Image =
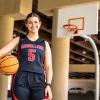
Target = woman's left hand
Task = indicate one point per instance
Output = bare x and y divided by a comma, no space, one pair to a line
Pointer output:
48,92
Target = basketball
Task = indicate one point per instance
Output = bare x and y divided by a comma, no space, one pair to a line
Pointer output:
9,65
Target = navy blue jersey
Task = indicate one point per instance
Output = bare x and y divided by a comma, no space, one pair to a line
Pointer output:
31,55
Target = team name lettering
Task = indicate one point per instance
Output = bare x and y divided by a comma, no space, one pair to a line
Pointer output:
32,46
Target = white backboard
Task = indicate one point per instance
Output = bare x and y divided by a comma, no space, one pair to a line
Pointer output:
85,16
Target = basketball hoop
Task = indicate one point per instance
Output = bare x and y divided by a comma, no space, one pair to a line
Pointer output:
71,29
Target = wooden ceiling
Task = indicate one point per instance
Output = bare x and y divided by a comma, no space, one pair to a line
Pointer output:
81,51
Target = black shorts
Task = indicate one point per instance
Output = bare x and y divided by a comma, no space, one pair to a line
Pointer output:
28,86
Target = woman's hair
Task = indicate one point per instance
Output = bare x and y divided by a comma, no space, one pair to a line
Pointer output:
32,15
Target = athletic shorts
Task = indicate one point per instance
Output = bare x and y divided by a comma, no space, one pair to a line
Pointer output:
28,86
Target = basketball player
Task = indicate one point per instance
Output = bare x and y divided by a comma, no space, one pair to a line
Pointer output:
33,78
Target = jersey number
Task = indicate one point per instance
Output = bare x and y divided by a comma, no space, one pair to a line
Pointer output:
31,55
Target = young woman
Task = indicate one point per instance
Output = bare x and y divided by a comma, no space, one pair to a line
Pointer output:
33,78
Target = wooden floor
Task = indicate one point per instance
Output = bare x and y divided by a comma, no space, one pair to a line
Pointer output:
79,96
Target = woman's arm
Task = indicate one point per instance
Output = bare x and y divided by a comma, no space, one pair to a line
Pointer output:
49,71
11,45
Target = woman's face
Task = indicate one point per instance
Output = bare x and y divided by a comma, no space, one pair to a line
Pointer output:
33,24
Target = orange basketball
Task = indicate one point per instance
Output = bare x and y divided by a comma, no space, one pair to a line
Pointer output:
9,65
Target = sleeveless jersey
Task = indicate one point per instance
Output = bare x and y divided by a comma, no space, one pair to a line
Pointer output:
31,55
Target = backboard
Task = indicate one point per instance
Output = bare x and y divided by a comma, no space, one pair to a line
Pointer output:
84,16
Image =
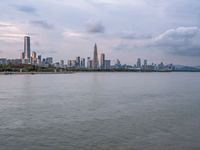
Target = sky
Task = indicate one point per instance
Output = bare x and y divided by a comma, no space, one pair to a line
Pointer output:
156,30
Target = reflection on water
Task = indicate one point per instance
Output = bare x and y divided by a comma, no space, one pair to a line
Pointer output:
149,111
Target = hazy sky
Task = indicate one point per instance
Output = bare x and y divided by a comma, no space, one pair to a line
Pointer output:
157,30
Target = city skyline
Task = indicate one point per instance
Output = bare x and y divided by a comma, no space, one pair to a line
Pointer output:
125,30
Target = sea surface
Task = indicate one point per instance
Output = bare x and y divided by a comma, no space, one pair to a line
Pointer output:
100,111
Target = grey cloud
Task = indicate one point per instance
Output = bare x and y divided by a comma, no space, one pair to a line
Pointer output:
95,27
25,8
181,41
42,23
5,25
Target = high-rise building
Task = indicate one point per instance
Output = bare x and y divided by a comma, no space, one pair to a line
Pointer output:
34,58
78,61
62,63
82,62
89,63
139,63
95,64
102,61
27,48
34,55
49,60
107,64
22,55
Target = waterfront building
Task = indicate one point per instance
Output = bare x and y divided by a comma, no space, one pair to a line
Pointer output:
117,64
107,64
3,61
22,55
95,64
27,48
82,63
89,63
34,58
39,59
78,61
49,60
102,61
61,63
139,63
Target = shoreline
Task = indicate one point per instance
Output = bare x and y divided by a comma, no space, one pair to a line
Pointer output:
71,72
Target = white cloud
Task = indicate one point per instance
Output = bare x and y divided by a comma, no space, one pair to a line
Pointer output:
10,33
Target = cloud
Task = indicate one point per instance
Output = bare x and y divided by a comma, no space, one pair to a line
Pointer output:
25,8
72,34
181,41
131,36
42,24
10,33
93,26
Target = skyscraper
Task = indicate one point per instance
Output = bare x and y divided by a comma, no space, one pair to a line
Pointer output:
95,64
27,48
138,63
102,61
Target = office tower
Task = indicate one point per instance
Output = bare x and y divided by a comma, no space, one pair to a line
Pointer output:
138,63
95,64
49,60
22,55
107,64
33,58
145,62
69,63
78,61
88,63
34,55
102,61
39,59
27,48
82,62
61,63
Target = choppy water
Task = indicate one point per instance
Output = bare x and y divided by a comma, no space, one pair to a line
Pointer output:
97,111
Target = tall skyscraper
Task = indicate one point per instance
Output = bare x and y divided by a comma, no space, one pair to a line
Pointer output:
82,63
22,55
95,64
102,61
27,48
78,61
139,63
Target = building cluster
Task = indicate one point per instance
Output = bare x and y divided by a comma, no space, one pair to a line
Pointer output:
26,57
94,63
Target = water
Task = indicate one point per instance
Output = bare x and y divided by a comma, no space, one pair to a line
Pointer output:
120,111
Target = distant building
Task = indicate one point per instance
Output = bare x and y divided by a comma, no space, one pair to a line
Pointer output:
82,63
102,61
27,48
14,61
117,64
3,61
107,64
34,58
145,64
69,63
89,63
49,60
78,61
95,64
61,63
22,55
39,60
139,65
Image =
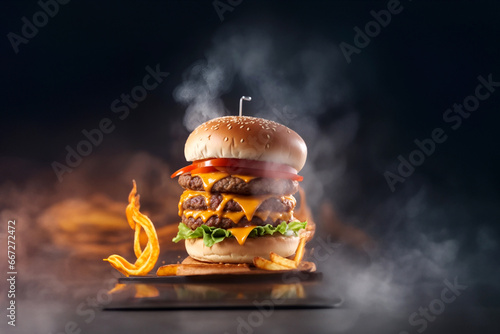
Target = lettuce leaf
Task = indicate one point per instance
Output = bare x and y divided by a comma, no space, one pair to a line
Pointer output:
##########
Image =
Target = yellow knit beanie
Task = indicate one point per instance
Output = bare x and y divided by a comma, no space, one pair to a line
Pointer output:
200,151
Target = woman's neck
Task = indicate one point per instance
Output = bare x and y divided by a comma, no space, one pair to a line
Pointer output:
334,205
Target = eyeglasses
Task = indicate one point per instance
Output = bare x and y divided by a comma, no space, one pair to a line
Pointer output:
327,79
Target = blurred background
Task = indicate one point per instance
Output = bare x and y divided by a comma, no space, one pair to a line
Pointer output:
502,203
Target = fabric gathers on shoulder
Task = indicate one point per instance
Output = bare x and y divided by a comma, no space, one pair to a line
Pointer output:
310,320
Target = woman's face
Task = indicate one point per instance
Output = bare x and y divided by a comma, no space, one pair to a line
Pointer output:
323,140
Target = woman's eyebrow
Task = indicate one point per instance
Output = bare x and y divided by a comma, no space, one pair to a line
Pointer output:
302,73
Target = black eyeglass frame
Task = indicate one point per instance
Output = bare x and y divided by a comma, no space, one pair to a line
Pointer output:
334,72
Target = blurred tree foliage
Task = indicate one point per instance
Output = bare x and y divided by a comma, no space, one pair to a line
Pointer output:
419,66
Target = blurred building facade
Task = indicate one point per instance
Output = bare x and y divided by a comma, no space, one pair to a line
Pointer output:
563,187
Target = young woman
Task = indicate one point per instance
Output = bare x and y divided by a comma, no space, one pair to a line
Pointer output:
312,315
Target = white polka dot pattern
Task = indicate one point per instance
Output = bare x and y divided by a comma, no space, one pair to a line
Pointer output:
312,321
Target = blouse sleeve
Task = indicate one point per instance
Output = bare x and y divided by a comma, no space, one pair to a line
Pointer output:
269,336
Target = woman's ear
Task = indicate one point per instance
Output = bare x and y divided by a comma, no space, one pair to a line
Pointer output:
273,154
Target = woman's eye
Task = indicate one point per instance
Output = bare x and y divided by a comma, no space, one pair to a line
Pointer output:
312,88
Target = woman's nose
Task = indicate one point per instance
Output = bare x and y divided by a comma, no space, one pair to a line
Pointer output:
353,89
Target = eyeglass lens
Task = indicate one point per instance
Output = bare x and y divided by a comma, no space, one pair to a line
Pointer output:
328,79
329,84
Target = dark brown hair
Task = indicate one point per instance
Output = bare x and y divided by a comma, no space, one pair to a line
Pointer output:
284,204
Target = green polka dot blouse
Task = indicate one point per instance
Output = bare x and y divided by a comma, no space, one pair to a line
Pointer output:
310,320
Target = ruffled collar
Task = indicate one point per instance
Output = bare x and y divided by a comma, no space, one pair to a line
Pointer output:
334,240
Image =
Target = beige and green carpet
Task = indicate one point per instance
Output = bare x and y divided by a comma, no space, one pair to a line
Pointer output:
##########
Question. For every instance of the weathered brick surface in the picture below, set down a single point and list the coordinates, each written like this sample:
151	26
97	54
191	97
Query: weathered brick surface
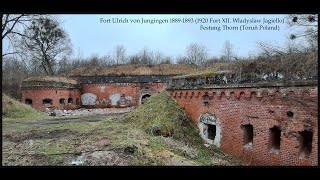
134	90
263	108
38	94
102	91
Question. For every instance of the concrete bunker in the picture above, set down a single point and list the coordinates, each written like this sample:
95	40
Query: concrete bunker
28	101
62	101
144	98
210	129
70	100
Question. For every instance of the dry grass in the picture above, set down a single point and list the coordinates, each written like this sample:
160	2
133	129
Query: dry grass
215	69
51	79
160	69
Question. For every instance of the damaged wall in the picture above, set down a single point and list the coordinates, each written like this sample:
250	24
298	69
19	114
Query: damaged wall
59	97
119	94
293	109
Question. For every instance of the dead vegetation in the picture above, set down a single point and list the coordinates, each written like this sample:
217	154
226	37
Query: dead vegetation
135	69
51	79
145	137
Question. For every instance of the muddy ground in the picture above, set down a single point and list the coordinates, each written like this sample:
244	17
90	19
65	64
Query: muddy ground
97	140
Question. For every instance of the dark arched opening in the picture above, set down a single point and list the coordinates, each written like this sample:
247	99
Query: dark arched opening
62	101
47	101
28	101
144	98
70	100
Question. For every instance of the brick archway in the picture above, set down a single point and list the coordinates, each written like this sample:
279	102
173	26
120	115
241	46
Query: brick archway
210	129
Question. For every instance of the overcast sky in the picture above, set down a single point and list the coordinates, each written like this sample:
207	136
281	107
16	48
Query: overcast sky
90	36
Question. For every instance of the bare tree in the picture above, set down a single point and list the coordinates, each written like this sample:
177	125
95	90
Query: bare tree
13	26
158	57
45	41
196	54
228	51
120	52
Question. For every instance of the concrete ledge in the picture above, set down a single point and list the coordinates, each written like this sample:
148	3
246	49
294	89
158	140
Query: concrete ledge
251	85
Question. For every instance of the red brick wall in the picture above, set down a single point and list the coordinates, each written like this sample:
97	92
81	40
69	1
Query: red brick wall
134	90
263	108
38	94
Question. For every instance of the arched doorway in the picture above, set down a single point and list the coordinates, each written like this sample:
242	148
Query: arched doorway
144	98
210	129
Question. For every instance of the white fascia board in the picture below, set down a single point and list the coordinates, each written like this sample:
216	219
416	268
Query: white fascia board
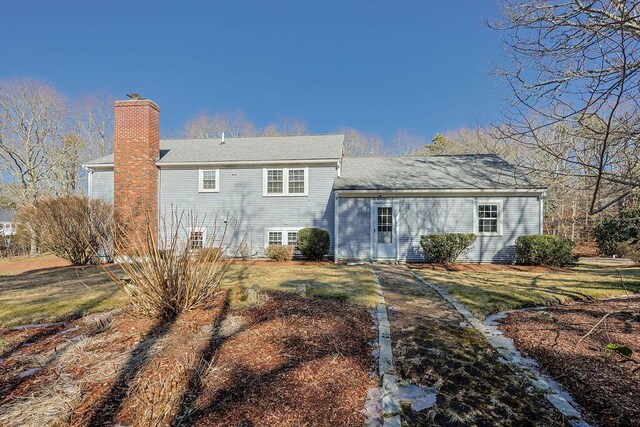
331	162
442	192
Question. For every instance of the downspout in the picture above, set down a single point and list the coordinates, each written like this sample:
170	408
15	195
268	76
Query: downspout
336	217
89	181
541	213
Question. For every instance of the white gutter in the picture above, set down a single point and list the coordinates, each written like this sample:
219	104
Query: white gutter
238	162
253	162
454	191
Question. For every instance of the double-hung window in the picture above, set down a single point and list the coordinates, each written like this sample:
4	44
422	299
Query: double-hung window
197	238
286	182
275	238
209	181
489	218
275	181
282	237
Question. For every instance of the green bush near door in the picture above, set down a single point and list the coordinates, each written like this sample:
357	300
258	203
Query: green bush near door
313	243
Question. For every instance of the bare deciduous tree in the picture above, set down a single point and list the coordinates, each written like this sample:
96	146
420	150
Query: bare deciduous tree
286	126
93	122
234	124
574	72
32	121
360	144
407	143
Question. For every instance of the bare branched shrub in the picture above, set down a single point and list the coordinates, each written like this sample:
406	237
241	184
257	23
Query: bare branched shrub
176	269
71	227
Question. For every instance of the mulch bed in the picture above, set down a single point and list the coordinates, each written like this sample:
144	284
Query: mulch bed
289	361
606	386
##########
▶ The task:
Pick out each line in the records above that contains the word "wooden", and copy those lines.

▶ Reply:
Target = wooden ceiling
Target = wooden floor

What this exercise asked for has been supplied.